ARTICLE:

■ ■ ■ ■ ■

Emerging Trends in the Security Architecture of Asia Pacific

Emerging Trends in the Security Architecture of Asia Pacific

-A Commentary-

Ambassador (retd.) Shamshad Ahmad, Pakistan
Introduction:
Regional security environment in Asia Pacific is only an extension of the global security paradigm with all its ramifications for the world at large.

And the world at large today is marked by challenges of the strategic power game involving the nuclear security order, oil politics and economic adventurism, military occupations, invasions in the name of self-defense, human tragedies, and a culture of religion-based extremism and violence.

A Divided World Disorder:

Beginning in late 1989, states, peoples and nations were suddenly freed from the constraining influence of the two ‘blocs’ headed by the United States and the Soviet Union.

This was an extraordinary situation which not only provided the world an opportunity to revert to the concept of collective security and acceptance of the United Nations as an instrument of the new international order, but also engendered hopes that peace would no longer remain hostage to antagonistic heavily militarized blocs.

The emergent reality, however, was totally different.

If ‘containment’ was the key word to describe international diplomacy during the Twentieth Century, ‘Asian Pivot ‘in the name of ‘peace and security’ is its substitute during the present one.

The weird unipolarity, especially in the aftermath of 9/11, has been unleashing its own security challenges for the entire world community, including South Asia.
The concept of global security has changed from its Cold War context only to be replaced by security arrangements at regional and sub-regional levels (e.g. North Atlantic Treaty Organization [NATO], Euro-defense, Balkans, Mediterranean security, ASEAN Regional Forum [ARF] etc.).

■ ■ ■ ■ ■

THE TASK: According to the commentary on Asia Pacific security, when were states, peoples and nations freed from the constraining influence of the two blocs? The entries are separate material, not part of the commentary.

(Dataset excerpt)
■ ■ ■ ■ ■

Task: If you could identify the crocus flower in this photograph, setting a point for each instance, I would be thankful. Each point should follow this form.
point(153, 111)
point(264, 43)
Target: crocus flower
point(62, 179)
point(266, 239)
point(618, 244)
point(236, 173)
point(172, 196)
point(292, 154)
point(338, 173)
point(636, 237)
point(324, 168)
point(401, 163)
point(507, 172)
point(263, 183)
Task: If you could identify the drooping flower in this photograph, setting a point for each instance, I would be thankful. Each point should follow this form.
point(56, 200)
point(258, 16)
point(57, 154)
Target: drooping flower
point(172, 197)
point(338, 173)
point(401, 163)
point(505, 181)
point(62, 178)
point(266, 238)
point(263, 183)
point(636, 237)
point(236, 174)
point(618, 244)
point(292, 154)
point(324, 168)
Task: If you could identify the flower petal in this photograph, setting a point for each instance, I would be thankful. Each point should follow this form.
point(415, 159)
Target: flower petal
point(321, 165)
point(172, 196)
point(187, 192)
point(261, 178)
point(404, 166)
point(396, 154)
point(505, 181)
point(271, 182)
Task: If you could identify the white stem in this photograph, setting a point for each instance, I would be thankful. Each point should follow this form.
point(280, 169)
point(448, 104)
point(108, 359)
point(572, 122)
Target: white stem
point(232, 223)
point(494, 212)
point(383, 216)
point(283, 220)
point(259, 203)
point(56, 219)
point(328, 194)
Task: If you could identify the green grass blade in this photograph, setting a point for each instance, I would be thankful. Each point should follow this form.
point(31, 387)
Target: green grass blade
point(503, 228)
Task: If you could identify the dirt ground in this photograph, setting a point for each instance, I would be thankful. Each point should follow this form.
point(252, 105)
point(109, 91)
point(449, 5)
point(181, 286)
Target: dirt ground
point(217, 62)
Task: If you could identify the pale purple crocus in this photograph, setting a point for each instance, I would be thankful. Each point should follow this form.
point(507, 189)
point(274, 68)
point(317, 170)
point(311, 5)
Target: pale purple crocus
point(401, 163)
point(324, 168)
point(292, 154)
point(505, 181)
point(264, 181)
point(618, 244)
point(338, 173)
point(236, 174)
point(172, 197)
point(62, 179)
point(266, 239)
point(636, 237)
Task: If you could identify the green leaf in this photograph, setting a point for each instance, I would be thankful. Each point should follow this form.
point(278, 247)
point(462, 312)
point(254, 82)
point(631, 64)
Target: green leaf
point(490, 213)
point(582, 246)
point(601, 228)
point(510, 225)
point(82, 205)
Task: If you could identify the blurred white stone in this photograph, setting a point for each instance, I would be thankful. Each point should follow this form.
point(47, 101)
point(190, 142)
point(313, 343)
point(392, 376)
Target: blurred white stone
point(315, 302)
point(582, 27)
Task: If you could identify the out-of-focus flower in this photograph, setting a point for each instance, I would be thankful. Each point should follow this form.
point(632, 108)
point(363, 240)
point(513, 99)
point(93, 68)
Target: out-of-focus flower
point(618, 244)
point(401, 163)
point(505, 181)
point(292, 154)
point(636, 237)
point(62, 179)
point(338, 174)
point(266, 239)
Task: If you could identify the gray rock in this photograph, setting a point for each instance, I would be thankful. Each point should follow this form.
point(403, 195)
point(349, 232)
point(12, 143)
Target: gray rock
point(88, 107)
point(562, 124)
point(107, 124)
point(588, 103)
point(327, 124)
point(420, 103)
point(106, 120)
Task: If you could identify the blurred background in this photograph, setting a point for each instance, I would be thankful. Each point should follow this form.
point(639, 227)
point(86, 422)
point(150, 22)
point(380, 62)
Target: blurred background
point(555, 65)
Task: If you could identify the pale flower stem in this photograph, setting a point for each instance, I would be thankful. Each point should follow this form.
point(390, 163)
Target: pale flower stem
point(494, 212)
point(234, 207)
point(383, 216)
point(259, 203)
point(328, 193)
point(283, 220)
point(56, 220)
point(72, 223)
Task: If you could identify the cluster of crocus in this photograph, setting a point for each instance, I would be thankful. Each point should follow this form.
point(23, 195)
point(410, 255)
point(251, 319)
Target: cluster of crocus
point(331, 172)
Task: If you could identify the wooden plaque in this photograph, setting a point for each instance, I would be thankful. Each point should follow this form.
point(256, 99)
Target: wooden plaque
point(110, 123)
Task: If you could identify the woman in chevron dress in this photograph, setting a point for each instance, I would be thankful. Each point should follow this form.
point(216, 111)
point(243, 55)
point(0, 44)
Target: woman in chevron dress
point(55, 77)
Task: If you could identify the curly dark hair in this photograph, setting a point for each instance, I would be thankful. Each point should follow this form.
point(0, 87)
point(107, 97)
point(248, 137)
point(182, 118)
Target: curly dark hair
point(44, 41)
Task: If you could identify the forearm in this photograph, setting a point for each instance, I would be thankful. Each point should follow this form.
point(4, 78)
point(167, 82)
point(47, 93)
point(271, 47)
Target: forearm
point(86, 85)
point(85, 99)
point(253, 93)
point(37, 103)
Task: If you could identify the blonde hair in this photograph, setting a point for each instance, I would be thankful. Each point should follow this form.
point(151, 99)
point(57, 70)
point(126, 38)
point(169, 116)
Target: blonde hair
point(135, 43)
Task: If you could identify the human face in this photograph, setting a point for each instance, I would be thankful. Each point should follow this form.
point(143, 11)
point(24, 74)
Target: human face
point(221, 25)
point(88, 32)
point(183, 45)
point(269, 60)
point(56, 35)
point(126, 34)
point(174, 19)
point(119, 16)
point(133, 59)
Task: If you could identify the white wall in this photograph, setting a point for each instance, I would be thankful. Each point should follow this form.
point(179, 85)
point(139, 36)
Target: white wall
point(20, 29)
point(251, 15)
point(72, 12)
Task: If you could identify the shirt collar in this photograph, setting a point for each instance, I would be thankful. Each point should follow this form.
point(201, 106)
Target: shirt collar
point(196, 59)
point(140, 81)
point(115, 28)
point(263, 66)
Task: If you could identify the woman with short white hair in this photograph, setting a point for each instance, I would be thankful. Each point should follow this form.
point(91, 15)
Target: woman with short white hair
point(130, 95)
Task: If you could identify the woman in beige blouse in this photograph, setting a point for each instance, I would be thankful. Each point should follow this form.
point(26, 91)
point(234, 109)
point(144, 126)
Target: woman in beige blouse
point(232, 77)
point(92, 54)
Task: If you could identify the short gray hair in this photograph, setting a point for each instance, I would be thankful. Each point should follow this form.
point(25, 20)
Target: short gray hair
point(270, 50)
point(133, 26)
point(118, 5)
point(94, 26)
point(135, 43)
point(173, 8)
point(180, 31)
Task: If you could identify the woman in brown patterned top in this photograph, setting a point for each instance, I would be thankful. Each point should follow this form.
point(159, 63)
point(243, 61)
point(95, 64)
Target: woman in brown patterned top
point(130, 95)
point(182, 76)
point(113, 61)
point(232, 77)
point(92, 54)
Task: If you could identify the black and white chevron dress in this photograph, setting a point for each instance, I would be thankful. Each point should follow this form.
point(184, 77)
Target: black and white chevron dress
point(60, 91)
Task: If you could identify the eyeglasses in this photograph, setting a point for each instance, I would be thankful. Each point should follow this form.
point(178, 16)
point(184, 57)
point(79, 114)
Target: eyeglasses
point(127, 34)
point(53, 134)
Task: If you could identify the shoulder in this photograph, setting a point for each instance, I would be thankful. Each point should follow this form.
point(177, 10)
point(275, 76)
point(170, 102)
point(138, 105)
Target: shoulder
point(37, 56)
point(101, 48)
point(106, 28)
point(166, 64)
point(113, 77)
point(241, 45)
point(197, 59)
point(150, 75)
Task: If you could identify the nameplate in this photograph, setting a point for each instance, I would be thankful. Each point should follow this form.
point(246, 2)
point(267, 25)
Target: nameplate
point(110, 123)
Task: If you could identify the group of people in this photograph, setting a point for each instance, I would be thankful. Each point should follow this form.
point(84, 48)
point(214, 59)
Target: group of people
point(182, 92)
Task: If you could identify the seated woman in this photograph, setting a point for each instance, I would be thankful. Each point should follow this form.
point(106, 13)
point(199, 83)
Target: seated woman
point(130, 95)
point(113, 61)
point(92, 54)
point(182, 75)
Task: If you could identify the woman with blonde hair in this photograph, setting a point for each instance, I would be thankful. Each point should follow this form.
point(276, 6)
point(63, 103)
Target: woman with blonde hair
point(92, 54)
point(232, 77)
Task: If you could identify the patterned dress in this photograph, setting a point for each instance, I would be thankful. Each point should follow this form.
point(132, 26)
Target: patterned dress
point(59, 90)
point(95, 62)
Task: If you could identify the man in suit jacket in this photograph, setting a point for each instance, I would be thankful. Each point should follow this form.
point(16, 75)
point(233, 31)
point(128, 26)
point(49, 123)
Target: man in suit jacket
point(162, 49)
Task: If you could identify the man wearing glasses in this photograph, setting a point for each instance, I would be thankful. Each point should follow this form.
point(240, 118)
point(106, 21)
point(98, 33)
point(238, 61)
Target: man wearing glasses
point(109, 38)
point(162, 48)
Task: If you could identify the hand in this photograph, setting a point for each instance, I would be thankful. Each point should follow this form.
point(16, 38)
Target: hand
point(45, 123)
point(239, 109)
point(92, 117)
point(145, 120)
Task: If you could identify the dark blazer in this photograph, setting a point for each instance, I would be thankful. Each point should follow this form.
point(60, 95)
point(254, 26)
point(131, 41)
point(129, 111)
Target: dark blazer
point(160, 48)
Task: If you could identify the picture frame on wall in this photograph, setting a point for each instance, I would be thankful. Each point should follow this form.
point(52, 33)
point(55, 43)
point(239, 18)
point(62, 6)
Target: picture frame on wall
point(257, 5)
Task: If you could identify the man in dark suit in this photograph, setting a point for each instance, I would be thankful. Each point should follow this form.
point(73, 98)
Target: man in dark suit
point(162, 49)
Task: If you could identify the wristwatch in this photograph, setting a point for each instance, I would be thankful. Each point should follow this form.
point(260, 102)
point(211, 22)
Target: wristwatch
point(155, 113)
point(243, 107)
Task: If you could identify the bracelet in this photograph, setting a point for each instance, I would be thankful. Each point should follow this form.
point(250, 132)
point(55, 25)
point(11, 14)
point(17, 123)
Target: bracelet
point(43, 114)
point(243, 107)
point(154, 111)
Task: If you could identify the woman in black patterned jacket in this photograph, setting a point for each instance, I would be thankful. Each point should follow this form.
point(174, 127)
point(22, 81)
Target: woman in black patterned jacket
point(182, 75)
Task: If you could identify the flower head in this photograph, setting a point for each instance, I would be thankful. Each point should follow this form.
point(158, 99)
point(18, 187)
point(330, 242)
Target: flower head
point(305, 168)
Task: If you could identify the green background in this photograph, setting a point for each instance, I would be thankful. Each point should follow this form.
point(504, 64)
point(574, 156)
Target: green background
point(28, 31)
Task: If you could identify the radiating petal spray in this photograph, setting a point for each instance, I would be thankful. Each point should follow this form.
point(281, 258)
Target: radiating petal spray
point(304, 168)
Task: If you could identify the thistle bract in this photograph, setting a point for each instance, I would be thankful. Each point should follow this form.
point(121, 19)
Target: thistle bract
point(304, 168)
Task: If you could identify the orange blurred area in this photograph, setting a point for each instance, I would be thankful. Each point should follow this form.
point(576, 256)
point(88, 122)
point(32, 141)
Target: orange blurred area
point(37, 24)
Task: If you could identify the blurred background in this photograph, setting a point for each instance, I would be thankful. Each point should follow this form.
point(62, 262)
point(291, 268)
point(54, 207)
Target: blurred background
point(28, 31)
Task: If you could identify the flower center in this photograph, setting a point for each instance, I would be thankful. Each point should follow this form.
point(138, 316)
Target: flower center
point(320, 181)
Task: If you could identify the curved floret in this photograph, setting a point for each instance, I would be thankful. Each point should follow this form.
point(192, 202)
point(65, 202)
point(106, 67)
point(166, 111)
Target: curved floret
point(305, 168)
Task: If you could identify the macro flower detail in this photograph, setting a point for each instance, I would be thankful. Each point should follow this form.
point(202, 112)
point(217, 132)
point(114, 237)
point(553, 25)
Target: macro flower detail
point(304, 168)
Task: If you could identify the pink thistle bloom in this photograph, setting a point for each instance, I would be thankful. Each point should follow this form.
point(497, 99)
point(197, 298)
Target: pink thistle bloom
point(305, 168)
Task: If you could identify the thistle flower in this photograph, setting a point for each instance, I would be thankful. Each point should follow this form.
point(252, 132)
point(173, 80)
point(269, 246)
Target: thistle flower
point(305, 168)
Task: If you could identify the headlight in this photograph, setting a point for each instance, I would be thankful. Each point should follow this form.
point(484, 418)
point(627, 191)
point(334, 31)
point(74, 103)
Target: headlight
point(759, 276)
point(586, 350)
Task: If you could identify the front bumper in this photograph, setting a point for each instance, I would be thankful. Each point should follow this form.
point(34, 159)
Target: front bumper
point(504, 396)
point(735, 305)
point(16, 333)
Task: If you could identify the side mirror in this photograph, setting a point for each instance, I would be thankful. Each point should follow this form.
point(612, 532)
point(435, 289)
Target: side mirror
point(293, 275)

■ ■ ■ ■ ■

RESULT BELOW: Beginning in late 1989.